### [STATED PROBLEM]
Copy the records below again, replacing "one dot per instance" with "one point for each instance" throughout and changing nothing else.
* * * * * * *
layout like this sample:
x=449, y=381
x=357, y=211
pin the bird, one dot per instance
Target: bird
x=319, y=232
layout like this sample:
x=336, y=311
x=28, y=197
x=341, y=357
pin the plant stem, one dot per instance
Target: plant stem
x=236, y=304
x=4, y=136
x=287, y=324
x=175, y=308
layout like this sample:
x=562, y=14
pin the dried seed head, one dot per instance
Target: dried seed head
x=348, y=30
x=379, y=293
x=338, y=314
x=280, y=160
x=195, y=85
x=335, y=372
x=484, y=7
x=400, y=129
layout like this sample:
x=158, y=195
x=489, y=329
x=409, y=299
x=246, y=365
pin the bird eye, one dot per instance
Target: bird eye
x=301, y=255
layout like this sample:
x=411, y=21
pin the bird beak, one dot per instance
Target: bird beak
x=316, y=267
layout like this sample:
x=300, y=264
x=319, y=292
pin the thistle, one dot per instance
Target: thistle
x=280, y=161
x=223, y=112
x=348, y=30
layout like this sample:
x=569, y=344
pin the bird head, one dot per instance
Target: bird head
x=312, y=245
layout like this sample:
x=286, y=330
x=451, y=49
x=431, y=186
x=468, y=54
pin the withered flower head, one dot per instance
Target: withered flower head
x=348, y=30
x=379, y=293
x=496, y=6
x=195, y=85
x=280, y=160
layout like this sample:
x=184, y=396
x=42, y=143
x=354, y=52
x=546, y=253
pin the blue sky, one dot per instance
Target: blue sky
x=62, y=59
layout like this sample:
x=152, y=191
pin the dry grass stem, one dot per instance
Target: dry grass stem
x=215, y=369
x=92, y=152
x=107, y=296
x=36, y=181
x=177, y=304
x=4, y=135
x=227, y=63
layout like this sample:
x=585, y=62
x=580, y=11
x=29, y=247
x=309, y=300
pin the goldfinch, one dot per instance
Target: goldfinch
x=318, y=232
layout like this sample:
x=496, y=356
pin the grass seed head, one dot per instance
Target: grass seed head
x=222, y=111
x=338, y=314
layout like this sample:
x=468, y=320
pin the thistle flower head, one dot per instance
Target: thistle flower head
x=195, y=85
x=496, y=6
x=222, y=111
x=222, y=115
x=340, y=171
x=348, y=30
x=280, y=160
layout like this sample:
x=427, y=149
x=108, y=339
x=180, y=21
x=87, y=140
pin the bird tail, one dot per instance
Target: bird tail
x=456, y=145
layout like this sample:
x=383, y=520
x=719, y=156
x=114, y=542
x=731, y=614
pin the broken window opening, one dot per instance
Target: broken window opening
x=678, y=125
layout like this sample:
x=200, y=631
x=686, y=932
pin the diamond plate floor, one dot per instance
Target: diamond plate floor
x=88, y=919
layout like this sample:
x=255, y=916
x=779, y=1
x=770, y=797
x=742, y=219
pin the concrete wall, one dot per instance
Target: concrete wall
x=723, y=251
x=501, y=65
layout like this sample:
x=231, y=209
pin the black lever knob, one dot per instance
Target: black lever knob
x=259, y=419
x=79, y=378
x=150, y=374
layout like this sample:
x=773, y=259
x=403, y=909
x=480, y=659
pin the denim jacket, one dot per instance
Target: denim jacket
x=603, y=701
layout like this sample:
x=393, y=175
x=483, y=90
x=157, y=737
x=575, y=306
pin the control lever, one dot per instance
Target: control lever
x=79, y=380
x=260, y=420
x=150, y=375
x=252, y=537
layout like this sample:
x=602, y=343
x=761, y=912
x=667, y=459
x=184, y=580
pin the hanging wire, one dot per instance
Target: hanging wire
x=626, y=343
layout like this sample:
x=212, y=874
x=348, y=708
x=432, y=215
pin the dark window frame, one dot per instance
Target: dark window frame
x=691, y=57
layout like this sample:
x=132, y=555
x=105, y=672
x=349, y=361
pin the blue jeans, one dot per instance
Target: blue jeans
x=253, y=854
* * * * * * *
### [ANSWER IN FULL]
layout like this sample:
x=449, y=381
x=357, y=211
pin the bird, one point for each instance
Target: bird
x=319, y=232
layout like this sample:
x=336, y=311
x=28, y=197
x=341, y=357
pin the plant stem, one point for each instance
Target: plant stem
x=236, y=304
x=4, y=136
x=287, y=324
x=175, y=308
layout like this sample:
x=562, y=14
pin the dried seed head, one point for each instance
Target: dried seed head
x=348, y=30
x=379, y=293
x=338, y=314
x=280, y=160
x=195, y=85
x=335, y=372
x=484, y=7
x=400, y=129
layout like this sample:
x=158, y=195
x=489, y=329
x=409, y=299
x=246, y=365
pin the bird eye, one point for each instance
Target: bird eye
x=301, y=255
layout like this sample:
x=411, y=21
pin the bird beak, one point for each instance
Target: bird beak
x=316, y=267
layout like this sample:
x=300, y=264
x=319, y=292
pin the thistle, one point for each instance
Target: thistle
x=280, y=161
x=223, y=112
x=348, y=30
layout like this sample:
x=569, y=344
pin the bird head, one point for each instance
Target: bird head
x=312, y=245
layout like this sample:
x=286, y=330
x=451, y=49
x=431, y=186
x=468, y=54
pin the withered flower head, one point for each instance
Target: withered flower head
x=348, y=30
x=379, y=293
x=496, y=6
x=195, y=85
x=280, y=160
layout like this sample:
x=184, y=396
x=42, y=143
x=354, y=52
x=546, y=253
pin the blue sky, one point for each instance
Target: blue sky
x=62, y=59
layout like this sample:
x=152, y=191
pin the dry grass stem, one point for each instance
Target: dry grass stem
x=215, y=369
x=92, y=152
x=107, y=296
x=36, y=181
x=177, y=304
x=4, y=135
x=227, y=63
layout like this sample:
x=585, y=62
x=580, y=11
x=29, y=247
x=309, y=300
pin the goldfinch, one point for each instance
Target: goldfinch
x=318, y=232
layout like this sample:
x=496, y=356
pin the grass seed head, one point for each instance
Target: grass seed head
x=222, y=111
x=338, y=314
layout like this sample:
x=468, y=320
pin the thistle flower head, one point for each instance
Target: thistle flower head
x=195, y=85
x=496, y=6
x=222, y=111
x=222, y=115
x=340, y=171
x=348, y=30
x=280, y=160
layout like this sample:
x=427, y=149
x=108, y=339
x=180, y=21
x=87, y=140
pin the bird tail, one point for each instance
Target: bird tail
x=456, y=145
layout like this sample:
x=383, y=520
x=719, y=156
x=114, y=542
x=731, y=614
pin the broken window opening, one point for each instance
Target: broken window opening
x=678, y=125
layout like this sample:
x=200, y=631
x=686, y=932
pin the diamond plate floor, one point for each instance
Target: diamond plate floor
x=88, y=919
layout like this sample:
x=255, y=916
x=779, y=1
x=770, y=797
x=742, y=219
pin the concrete wall, one point for each instance
Target: concrete wall
x=723, y=251
x=501, y=65
layout like this sample:
x=231, y=209
pin the black lever knob, one point for each instance
Target: black lever knob
x=259, y=419
x=79, y=378
x=150, y=374
layout like this sample:
x=773, y=259
x=403, y=909
x=480, y=659
pin the denim jacket, one point for each instance
Target: denim jacket
x=603, y=701
layout like this sample:
x=393, y=175
x=483, y=90
x=157, y=737
x=575, y=306
pin the control lever, one point for each instance
Target: control lever
x=79, y=380
x=260, y=420
x=150, y=375
x=252, y=537
layout like this sample:
x=602, y=343
x=761, y=912
x=667, y=459
x=184, y=580
pin the hanging wire, one point for each instance
Target: hanging wire
x=626, y=343
layout like this sample:
x=212, y=874
x=348, y=708
x=432, y=215
pin the dark window frame, one point for each instance
Target: dark window frame
x=691, y=57
layout like this sample:
x=132, y=555
x=105, y=672
x=349, y=361
pin the blue jeans, one point for each instance
Target: blue jeans
x=253, y=854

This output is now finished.